=== Section Start ===

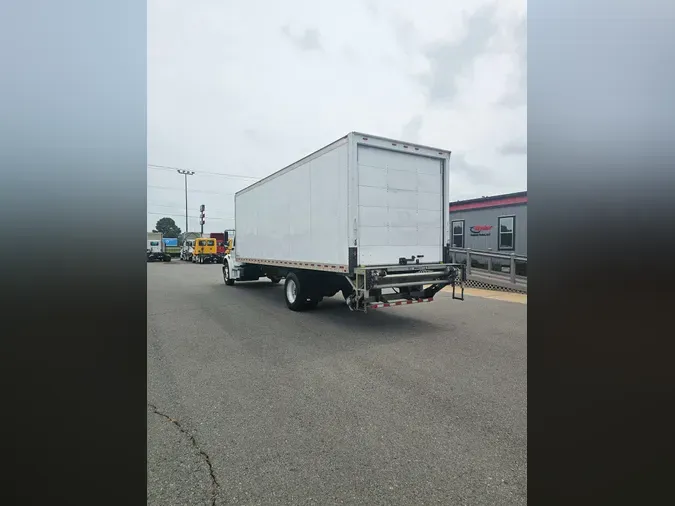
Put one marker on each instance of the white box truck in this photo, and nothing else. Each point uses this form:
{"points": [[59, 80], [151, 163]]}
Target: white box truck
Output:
{"points": [[366, 216]]}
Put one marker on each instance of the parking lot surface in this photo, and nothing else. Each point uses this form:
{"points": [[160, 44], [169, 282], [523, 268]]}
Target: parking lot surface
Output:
{"points": [[250, 403]]}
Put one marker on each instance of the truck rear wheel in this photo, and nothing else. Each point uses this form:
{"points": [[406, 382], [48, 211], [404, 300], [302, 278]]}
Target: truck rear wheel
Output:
{"points": [[295, 293]]}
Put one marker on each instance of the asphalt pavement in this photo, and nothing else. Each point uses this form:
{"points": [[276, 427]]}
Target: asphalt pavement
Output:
{"points": [[250, 403]]}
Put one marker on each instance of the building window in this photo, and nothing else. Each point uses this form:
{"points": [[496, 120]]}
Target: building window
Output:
{"points": [[458, 234], [507, 232]]}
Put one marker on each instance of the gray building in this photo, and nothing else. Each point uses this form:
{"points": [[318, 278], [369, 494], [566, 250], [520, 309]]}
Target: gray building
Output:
{"points": [[497, 223]]}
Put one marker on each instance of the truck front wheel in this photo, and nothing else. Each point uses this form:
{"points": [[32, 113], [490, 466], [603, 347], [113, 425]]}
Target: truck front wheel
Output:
{"points": [[295, 293]]}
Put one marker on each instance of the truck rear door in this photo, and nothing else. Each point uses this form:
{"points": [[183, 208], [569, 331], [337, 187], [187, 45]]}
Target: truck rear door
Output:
{"points": [[400, 206]]}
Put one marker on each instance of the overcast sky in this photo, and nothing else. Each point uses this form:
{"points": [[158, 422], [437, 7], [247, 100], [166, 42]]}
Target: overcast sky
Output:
{"points": [[247, 88]]}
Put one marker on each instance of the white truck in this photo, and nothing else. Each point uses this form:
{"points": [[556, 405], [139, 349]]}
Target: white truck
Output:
{"points": [[366, 216], [155, 248]]}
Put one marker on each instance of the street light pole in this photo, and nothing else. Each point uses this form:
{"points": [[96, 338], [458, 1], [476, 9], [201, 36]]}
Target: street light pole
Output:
{"points": [[186, 173]]}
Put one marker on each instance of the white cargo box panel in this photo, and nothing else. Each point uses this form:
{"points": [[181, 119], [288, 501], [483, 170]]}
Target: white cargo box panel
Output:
{"points": [[388, 199]]}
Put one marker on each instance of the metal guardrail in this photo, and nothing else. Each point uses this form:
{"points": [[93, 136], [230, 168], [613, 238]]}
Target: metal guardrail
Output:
{"points": [[490, 255]]}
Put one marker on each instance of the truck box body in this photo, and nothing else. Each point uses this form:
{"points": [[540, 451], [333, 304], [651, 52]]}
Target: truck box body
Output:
{"points": [[362, 200]]}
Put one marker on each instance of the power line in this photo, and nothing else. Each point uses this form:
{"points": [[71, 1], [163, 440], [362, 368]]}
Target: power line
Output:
{"points": [[168, 168], [151, 204], [181, 189], [183, 215]]}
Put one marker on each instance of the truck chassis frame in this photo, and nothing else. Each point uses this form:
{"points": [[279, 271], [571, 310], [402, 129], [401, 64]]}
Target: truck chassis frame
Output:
{"points": [[365, 288]]}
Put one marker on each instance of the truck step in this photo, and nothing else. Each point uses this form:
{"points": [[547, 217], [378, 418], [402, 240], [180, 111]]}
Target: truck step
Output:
{"points": [[402, 302]]}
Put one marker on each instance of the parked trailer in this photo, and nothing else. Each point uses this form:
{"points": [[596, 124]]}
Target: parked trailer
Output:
{"points": [[155, 248], [171, 246], [365, 216]]}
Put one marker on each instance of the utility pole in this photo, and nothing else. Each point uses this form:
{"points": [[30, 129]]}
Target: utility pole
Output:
{"points": [[186, 173], [202, 217]]}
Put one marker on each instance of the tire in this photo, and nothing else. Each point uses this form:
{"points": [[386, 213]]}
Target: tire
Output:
{"points": [[294, 293]]}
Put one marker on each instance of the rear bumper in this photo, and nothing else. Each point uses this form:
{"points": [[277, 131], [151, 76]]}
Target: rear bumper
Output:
{"points": [[397, 285]]}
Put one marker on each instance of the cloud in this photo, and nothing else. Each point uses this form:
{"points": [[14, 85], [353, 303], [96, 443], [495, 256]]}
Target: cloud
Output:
{"points": [[518, 96], [449, 60], [308, 41], [514, 148], [246, 88]]}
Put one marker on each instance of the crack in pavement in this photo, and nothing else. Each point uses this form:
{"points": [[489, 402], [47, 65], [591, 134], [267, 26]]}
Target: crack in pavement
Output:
{"points": [[215, 486]]}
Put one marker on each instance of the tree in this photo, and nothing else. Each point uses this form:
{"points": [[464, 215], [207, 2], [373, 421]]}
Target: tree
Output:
{"points": [[167, 227]]}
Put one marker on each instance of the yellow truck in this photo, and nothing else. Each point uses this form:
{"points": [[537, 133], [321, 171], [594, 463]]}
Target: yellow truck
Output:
{"points": [[205, 251]]}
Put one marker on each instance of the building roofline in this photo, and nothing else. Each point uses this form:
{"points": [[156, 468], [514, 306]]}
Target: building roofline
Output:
{"points": [[506, 199]]}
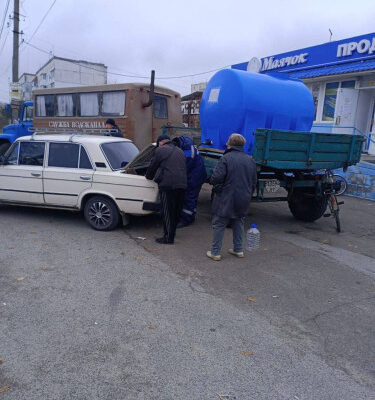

=== Section End ===

● Work to be completed: Your copy must match the records above exactly, apart from the pictures, which are excluded.

● Exercise result:
Put one marker on each instance of the white box truck in this photo, and nothing else. Each point uses this form:
{"points": [[59, 80], [151, 163]]}
Target: white box truck
Output:
{"points": [[366, 216]]}
Put one marker on each instance of the parking lot surface in this photo, and nothing else. Each point uses this form:
{"points": [[160, 44], [169, 282], [523, 268]]}
Target: parking lot surface
Output:
{"points": [[250, 403]]}
Put one marker on each instance of the truck rear wheel in this photo, and nothing else. Each point uses this form:
{"points": [[406, 382], [48, 211], [404, 300], [302, 278]]}
Target: truck rear wheel
Output:
{"points": [[295, 293]]}
Put one marker on each instance of the asphalt pavement in this photo, and nothing else. Each point uses this form:
{"points": [[276, 427]]}
Target: asphalt pavement
Output:
{"points": [[250, 403]]}
Put one marker on each instance of the building window in this photo, and nothing else. Each point uses this form:
{"points": [[496, 120]]}
Target: building window
Output:
{"points": [[458, 234], [507, 232]]}
Put one marker on each instance of the gray building in this photo, and nothing else. Each point uses this form:
{"points": [[318, 278], [369, 494], [566, 250], [520, 309]]}
Target: gray building
Output:
{"points": [[497, 223]]}
Put one marker on each instance of the truck front wheel in this photo, and nothing else. Each point uses this form:
{"points": [[32, 113], [490, 466], [603, 347], [113, 425]]}
Target: truck front wheel
Output:
{"points": [[295, 293]]}
Put one marker on each instance of the truck rear door in this photo, and nothing else. Each point uses this form:
{"points": [[183, 208], [569, 331], [337, 187], [187, 45]]}
Target: truck rear door
Output:
{"points": [[400, 206]]}
Put one marker on each instance of the overcast sky in this photo, and nothing else. Each point uses this form:
{"points": [[158, 422], [437, 7], [247, 100], [166, 42]]}
Target: overcast sky
Output:
{"points": [[247, 88]]}
Put one marker on each instance of the white truck in this photo, and nothing else. Each point uses this form:
{"points": [[556, 405], [139, 349]]}
Target: white truck
Output:
{"points": [[366, 216], [155, 248]]}
Put one marker on each instance of the street light pole in this photo, and nothing else. Each point uses this form:
{"points": [[96, 338], [458, 1], [476, 9], [201, 36]]}
Target: street light pole
Output:
{"points": [[186, 173]]}
Put one marker on each instance of the white cargo box panel in this photo, and nothing else. Each point uses this form:
{"points": [[181, 119], [288, 501], [483, 170]]}
Target: white cargo box panel
Output:
{"points": [[388, 199]]}
Put one marker on each instance of the metal guardrail in this photo, and nothing else. Each point uses this form:
{"points": [[93, 136], [230, 168], [613, 238]]}
Target: metal guardrail
Output:
{"points": [[490, 255]]}
Put one marker on each instance of the truck box body in this photo, and nothing else. Each point uses this form:
{"points": [[540, 451], [333, 304], [651, 52]]}
Target: truck box body
Output:
{"points": [[362, 200]]}
Put one marker on each instance of the power line in this photo, and nothing else. Each point uses this form:
{"points": [[71, 1], [163, 440], [362, 368]]}
Target: power line
Output:
{"points": [[168, 168], [151, 204], [181, 189], [183, 215]]}
Put one marker on each instance of the truck chassis frame in this photo, and nothing else. Each point uses this form:
{"points": [[279, 271], [571, 310], [402, 129], [401, 64]]}
Target: truck chassis frame
Output:
{"points": [[365, 288]]}
Put one marker on each instance of the truck step in this photo, and nothing else. Each point uses this form:
{"points": [[547, 217], [378, 418], [402, 240], [180, 111]]}
Target: truck step
Output:
{"points": [[402, 302]]}
Put one marker on each instance of the parked trailer in this photo, and nothing else. Each point uses this form:
{"points": [[596, 124]]}
Target: parked trailer
Output:
{"points": [[155, 248], [171, 246], [365, 216]]}
Put one marker on each instance of the utility pole in this photo, and nothing else. Each point uses this form:
{"points": [[30, 129]]}
Target: utility pole
Output:
{"points": [[186, 173], [202, 217]]}
Put one marker on each instance of the tire in this photo, and nothing else. Each point uses this form:
{"points": [[386, 213]]}
Target: tire
Output:
{"points": [[294, 293]]}
Put one marker on each instance of the rear bumper in this photo, and nothing else. Each point uses this form:
{"points": [[277, 131], [151, 76]]}
Target: rear bumper
Output:
{"points": [[397, 285]]}
Put one marker on each instance of the cloud in this photo, and nothing else. Each point uses this form:
{"points": [[14, 85], [353, 303], [96, 443], [495, 256]]}
Target: cloud
Output:
{"points": [[518, 96], [449, 60], [308, 41], [514, 148], [246, 88]]}
Put one marker on each instance of the crack in pavement in this photo, and nothing else. Each point uses this form:
{"points": [[489, 402], [47, 65], [591, 134], [267, 26]]}
Target: crack in pavement
Output:
{"points": [[215, 486]]}
Put one marker on each instance of the tree in this photo, and nothing else. Each point uses this form:
{"points": [[464, 215], [207, 2], [373, 421]]}
Target: tree
Output:
{"points": [[167, 227]]}
Put one marker on each instance of the yellow truck in this photo, and nothing else. Each point uses this form:
{"points": [[537, 133], [321, 171], [594, 463]]}
Target: yellow truck
Output:
{"points": [[205, 251]]}
Put one marker on each instance of the building roofline in this photo, and nothing else. Each point uses this form:
{"points": [[156, 468], [514, 306]]}
Target: building roofline
Output:
{"points": [[506, 199]]}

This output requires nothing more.